DETROIT — Sales of new domestic cars in early November continued to suffer from the expiration of massive incentive programs as dealers delivered just 5.7% more cars than in the depressed 1985 period.
Sales in both this year's and last year's Nov. 1-10 period reflect the ending of consumer campaigns designed to clear dealer lots before the introduction of new models.
The seven U.S. auto makers said they sold 155,280 new cars in the most recent period, up from the 146,970 sold in the comparable period last year.
General Motors, which recently announced that it plans to close 11 plants as a cost-cutting measure, reported a 5.2% decline in sales. Ford, aided by the success of its Taurus and Sable car lines, said its sales increased 32.8%, while the No. 3 U.S. auto maker, Chrysler, posted a 1.4% sales gain.

▬▬▬▬▬▬

Instructions:
• A. In the report on early November car sales, take the stretch from "Sales in both" through "period last year." and write it out again, substituting "sales promotions" for "consumer campaigns".
• B. Proceed with the report on early November car sales, continuing from the point where it stops.

(Source data)
▬▬▬▬▬▬

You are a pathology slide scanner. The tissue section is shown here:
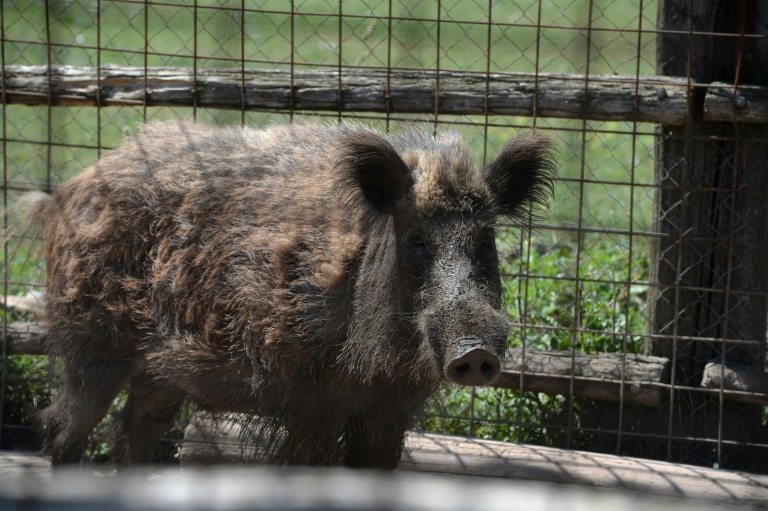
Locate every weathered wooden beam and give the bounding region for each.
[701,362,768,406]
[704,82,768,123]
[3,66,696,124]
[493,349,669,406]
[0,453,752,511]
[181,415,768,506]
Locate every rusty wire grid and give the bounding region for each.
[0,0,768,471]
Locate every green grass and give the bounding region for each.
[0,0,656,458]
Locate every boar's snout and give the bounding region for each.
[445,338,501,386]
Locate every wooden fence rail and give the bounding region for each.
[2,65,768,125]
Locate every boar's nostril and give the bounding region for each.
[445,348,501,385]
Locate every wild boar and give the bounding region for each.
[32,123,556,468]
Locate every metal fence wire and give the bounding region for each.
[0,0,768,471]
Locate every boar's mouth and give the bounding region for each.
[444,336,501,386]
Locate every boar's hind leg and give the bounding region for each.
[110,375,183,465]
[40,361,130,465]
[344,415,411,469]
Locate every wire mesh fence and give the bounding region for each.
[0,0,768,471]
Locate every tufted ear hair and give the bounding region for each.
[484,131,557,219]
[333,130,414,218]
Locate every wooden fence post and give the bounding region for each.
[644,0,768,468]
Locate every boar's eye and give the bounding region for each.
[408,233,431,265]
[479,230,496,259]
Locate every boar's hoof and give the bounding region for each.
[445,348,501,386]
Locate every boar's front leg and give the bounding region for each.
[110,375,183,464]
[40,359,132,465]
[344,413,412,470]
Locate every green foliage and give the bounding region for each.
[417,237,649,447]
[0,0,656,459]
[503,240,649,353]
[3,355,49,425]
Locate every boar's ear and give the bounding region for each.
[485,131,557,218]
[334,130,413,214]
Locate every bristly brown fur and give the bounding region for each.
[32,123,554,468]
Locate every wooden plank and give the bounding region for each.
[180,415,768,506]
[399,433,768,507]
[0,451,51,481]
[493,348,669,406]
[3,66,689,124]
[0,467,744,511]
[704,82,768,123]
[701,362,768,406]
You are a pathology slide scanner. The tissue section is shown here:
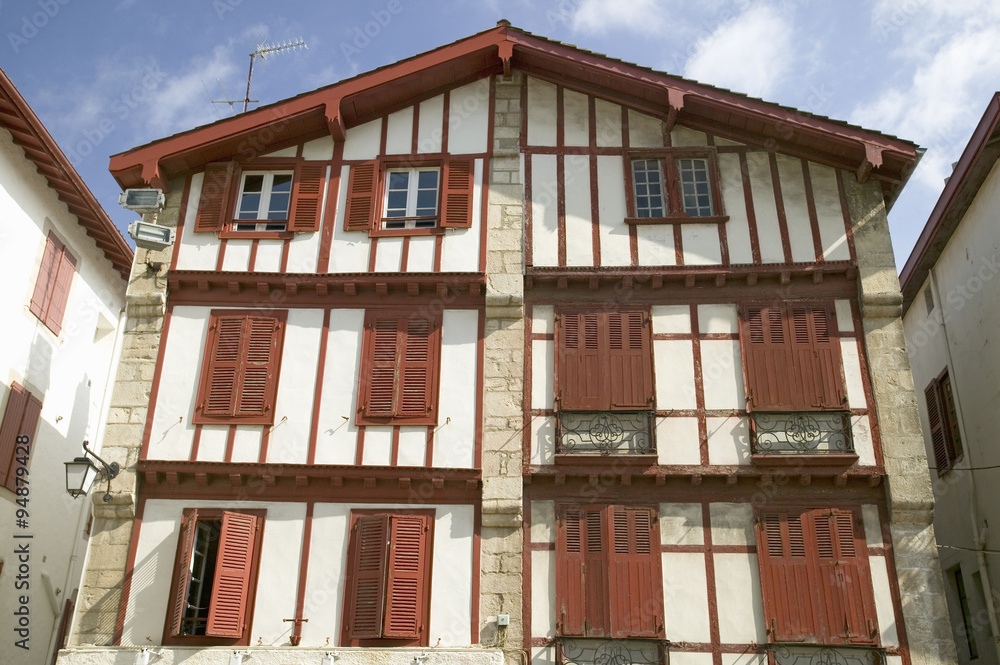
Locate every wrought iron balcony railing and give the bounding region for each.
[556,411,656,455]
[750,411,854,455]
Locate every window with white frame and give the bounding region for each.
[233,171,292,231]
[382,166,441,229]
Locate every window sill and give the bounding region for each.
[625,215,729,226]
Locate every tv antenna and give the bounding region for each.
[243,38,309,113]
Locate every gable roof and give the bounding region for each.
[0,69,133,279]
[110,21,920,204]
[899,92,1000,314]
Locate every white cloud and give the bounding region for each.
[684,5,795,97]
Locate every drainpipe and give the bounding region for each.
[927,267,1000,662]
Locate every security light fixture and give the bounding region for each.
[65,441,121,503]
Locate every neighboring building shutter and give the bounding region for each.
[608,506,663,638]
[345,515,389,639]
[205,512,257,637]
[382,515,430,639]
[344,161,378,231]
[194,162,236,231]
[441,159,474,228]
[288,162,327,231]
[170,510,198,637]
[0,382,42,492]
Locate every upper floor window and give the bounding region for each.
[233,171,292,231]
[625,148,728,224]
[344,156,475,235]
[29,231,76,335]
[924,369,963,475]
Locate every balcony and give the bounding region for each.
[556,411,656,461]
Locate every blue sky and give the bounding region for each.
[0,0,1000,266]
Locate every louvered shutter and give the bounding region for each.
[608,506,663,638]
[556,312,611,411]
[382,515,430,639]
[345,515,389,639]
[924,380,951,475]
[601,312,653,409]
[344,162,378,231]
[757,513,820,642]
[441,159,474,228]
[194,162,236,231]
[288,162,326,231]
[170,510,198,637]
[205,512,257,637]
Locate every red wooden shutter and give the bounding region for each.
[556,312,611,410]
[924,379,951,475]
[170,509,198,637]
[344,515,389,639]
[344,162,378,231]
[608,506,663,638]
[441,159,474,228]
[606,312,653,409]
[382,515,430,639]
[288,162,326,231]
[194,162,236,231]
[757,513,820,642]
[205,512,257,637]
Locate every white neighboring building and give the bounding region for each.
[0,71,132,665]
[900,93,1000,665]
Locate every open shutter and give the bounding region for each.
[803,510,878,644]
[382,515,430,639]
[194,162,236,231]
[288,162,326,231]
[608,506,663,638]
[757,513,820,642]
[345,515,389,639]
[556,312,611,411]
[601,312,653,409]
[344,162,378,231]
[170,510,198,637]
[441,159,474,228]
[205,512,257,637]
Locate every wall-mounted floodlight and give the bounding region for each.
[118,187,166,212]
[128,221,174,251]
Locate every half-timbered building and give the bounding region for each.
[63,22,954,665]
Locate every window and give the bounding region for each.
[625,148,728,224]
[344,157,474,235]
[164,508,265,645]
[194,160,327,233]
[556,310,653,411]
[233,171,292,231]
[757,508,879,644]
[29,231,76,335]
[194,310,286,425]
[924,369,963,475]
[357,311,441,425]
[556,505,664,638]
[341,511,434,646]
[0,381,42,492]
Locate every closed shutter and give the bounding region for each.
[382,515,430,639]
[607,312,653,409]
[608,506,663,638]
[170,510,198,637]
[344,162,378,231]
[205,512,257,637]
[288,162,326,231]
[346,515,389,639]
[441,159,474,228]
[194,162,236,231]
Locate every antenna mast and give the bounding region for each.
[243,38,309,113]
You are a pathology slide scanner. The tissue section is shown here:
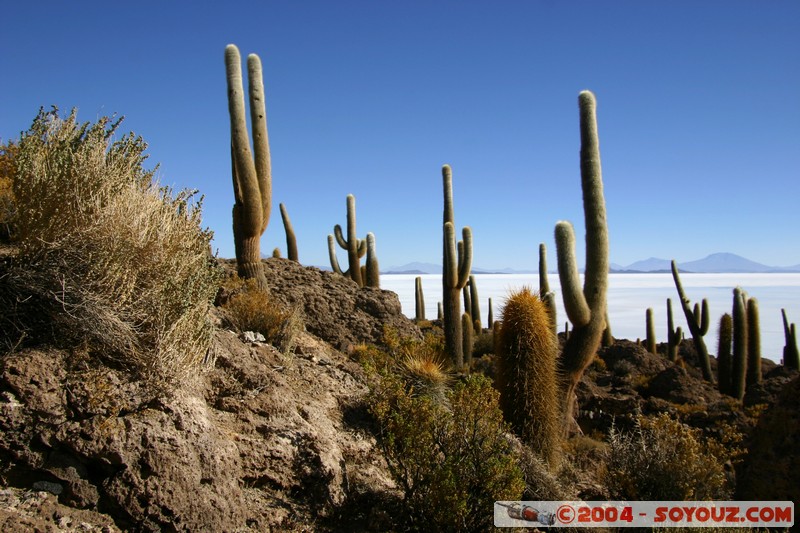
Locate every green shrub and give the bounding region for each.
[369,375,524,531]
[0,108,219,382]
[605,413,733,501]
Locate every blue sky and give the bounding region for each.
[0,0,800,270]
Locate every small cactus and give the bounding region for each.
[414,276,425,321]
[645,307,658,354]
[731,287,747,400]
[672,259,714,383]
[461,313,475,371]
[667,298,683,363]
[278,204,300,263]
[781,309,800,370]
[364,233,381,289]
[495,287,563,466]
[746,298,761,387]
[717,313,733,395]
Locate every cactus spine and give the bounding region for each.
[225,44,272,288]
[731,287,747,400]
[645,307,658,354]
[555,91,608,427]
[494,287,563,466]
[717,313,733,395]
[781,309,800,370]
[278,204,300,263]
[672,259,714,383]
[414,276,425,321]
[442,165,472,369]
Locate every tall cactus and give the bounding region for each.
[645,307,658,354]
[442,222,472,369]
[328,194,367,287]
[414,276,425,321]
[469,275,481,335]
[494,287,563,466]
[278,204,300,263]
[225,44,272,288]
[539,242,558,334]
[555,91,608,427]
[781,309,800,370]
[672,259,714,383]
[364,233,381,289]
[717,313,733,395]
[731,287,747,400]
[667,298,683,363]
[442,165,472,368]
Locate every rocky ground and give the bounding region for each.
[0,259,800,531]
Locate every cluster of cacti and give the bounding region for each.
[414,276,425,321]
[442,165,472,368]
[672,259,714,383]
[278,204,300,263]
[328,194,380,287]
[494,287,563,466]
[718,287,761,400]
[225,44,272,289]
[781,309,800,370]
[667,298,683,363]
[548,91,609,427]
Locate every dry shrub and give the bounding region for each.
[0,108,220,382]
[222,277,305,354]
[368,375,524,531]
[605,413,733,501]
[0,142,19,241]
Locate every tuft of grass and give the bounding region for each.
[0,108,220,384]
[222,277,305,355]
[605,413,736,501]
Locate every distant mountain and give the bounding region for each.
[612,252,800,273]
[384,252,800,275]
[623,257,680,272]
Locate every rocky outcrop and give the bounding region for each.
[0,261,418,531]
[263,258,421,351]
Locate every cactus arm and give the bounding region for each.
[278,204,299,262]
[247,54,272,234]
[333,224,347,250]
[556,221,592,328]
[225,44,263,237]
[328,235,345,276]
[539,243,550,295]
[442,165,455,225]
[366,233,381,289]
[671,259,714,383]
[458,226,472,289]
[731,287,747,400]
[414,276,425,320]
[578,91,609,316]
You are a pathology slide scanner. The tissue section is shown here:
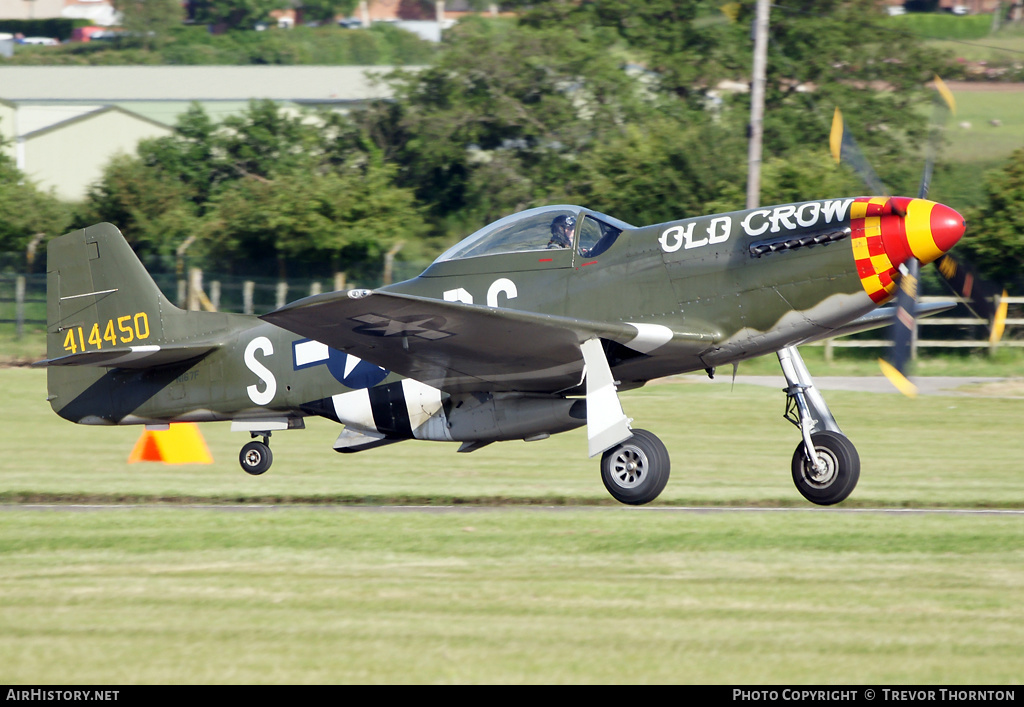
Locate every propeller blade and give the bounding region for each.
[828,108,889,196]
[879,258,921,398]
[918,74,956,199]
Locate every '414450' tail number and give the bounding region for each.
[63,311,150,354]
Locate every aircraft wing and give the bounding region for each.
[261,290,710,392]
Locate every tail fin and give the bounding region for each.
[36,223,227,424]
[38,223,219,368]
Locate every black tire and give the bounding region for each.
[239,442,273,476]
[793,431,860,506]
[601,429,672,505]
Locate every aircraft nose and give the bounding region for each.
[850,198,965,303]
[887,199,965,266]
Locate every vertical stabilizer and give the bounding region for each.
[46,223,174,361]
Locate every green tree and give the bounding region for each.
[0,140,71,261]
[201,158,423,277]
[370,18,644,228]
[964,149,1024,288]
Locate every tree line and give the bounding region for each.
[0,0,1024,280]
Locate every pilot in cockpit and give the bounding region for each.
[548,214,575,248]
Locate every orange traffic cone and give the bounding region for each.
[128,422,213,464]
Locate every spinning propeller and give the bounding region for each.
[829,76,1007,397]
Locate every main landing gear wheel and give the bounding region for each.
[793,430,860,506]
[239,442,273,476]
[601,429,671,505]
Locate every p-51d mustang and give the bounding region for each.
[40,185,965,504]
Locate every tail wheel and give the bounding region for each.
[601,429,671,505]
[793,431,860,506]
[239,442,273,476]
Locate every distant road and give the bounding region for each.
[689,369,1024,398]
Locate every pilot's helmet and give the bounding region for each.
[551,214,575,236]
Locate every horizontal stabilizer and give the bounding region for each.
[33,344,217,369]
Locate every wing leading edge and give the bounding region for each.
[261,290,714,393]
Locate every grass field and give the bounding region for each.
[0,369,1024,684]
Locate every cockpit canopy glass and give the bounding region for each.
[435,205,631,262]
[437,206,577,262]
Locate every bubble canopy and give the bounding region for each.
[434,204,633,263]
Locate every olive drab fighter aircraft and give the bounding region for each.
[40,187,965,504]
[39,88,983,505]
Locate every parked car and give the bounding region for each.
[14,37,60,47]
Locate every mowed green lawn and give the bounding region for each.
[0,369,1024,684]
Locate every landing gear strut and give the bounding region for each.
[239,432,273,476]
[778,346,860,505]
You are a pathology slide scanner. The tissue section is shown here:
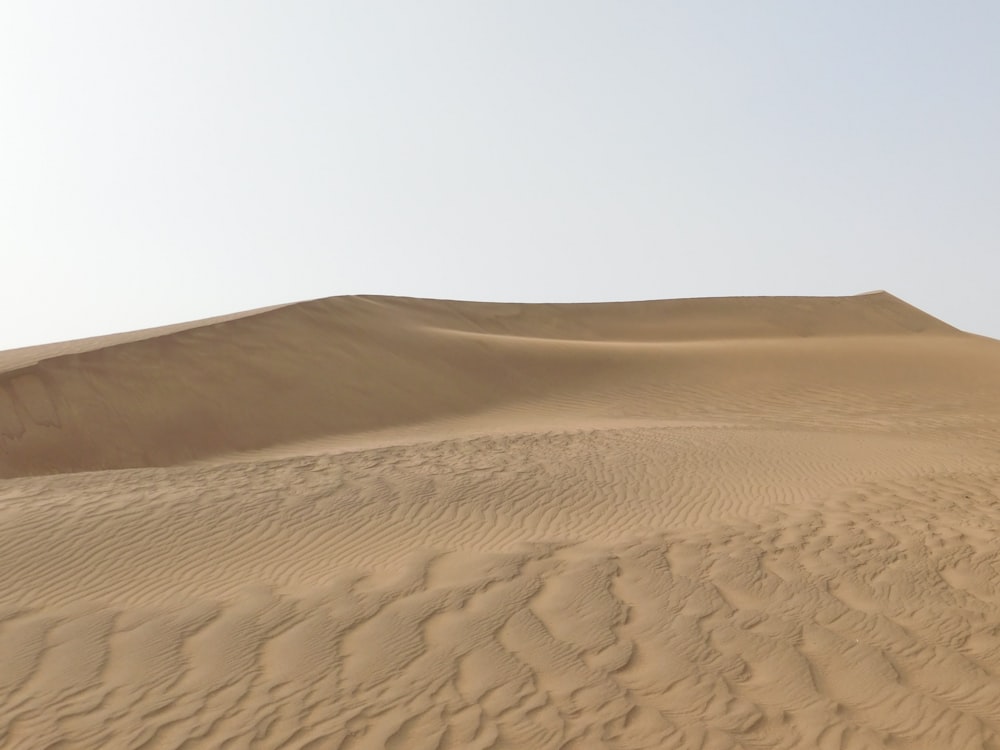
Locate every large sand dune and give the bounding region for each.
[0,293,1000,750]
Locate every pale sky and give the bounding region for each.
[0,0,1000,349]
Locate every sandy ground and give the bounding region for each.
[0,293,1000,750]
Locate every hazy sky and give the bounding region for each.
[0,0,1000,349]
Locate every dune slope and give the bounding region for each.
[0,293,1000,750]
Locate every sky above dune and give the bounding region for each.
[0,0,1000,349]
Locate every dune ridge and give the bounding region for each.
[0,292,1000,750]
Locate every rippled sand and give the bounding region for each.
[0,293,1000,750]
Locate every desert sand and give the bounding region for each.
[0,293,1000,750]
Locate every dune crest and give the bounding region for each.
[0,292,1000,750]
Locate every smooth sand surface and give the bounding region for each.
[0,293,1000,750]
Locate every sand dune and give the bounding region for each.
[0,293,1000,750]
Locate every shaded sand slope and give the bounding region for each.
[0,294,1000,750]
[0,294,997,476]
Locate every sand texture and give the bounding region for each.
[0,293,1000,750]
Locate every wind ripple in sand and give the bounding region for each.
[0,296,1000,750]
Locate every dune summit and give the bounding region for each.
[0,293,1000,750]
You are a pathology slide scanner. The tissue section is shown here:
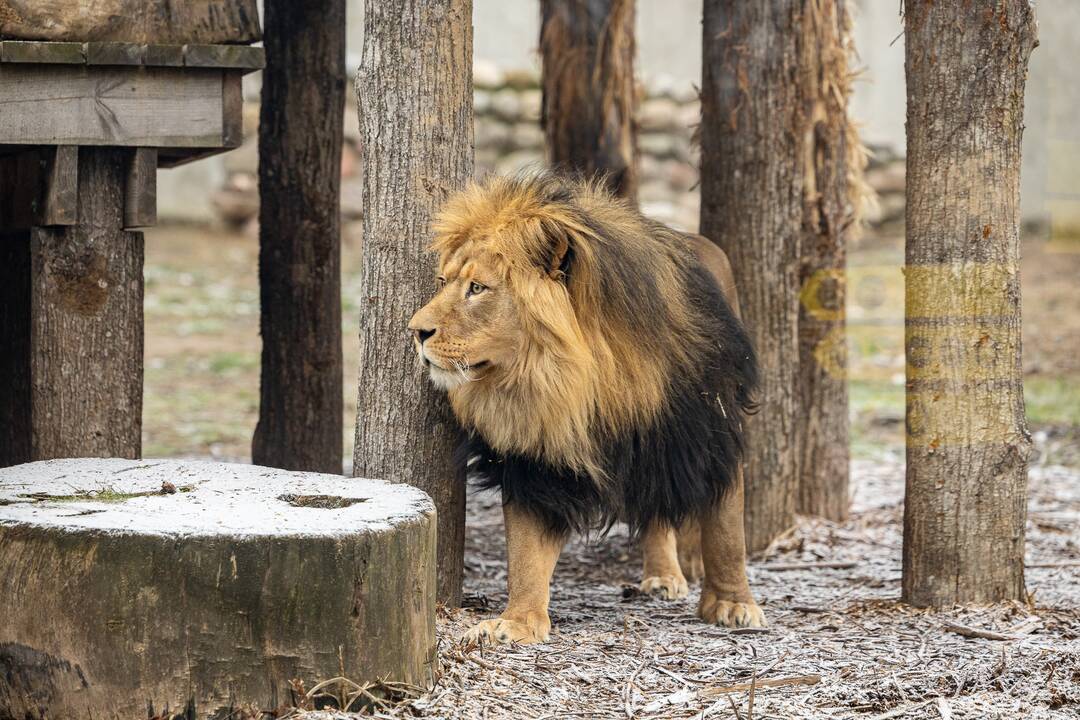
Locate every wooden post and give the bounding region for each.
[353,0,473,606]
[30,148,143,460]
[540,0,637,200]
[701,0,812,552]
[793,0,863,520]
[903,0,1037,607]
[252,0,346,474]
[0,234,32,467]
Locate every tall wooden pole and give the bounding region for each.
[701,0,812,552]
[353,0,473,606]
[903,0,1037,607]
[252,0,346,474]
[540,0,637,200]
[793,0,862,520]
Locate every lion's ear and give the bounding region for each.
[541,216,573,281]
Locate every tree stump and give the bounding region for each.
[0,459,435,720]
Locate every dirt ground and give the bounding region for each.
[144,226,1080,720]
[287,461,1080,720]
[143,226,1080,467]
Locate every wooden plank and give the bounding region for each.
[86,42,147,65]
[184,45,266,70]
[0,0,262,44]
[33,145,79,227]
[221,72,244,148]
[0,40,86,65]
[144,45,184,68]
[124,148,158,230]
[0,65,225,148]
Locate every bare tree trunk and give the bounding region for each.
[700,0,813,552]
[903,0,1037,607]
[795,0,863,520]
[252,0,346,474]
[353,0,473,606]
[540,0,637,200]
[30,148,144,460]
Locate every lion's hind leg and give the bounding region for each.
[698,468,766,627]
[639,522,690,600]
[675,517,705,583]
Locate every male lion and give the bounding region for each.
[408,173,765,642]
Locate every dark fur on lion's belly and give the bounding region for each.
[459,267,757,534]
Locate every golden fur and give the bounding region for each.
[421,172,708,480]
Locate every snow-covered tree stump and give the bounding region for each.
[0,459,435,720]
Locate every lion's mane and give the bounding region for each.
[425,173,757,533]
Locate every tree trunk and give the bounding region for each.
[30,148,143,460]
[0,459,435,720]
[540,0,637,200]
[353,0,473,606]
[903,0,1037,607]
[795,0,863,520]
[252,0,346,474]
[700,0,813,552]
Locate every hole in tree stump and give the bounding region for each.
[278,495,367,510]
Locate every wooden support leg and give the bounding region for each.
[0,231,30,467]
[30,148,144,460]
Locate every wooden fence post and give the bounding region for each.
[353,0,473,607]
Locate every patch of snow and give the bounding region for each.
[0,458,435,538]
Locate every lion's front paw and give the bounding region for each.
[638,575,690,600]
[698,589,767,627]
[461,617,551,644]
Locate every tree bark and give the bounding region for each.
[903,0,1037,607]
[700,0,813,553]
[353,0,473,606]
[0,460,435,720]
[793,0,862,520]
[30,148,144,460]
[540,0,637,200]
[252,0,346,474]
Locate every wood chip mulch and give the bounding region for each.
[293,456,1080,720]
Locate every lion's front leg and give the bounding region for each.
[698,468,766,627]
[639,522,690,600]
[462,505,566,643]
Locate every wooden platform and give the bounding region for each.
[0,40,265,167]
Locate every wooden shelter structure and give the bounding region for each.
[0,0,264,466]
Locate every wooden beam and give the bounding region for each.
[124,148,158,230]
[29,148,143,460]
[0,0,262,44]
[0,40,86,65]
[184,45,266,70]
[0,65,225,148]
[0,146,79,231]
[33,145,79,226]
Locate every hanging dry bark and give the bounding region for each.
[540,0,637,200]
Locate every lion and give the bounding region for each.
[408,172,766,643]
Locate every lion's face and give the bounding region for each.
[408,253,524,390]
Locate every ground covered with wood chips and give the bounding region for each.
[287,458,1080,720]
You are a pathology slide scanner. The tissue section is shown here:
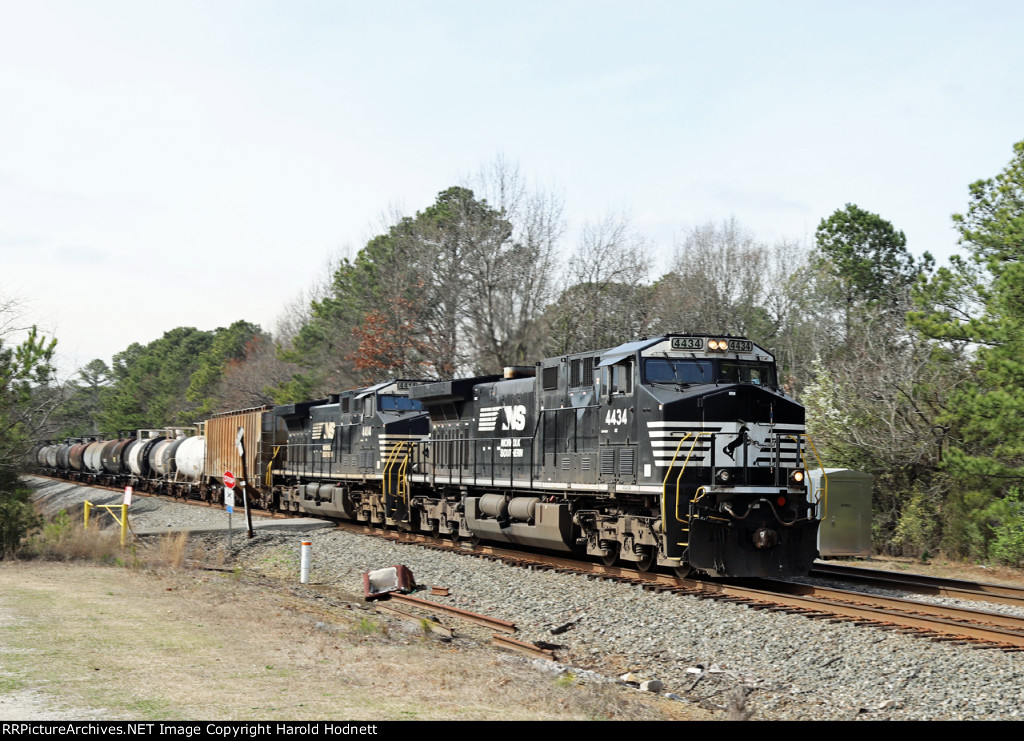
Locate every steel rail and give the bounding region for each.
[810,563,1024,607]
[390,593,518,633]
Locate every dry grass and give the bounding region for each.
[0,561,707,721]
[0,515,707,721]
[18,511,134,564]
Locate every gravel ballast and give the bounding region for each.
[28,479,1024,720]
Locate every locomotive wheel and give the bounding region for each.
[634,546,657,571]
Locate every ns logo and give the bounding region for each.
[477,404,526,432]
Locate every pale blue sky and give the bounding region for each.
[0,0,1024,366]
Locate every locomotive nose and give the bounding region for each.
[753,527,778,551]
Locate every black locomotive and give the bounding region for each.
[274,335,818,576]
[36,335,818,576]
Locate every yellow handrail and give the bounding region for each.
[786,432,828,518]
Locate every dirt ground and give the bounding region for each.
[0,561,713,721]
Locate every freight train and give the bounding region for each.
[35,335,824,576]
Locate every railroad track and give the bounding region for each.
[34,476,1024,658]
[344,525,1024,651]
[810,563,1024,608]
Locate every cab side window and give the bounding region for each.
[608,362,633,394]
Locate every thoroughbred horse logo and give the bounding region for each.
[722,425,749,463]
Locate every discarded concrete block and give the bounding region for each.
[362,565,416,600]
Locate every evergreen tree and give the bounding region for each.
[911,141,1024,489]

▬▬▬▬▬▬

Task-by-task results:
• A.
Sales in both this year's and last year's Nov. 1-10 period reflect the ending of sales promotions designed to clear dealer lots before the introduction of new models.
The seven U.S. auto makers said they sold 155,280 new cars in the most recent period, up from the 146,970 sold in the comparable period last year.

• B.
Industry analysts said that unless the current sales rate picks up, the auto makers may be forced to cut production and introduce a new round of incentives in order to prevent bloated inventories.
"U.S. manufacturers built about 30,000 more cars than they sold in the first 10 days of the month," said John Hammond, an auto analyst with Data Resources. "If the sales pace remains the same, the . . . supply of cars will be over 70 (days) by the end of the month, and that's usually a signal that incentives are on their way." A 60-day supply is considered normal.
Among the smaller manufacturers, American Honda's sales continued to boom, up 110% for the period. Nissan U.S. said its sales increased 27.5%, American Motors posted a decline of 51.3% and Volkswagen of America's sales were off 25.8%.
Toyota, which began producing cars in the United States last month at the Fremont, Calif., plant it owns jointly with GM, said it sold 215 U.S.-built Corollas in early November.
Adjusted for seasonal variations, domestic new cars sold at a weak annual rate of 6.2 million in the Nov. 1-10 period, up slightly from the 5.9-million annual rate posted in the year-ago period. When sales peaked under the incentive programs in September, the annual rate shot up as high as 17 million.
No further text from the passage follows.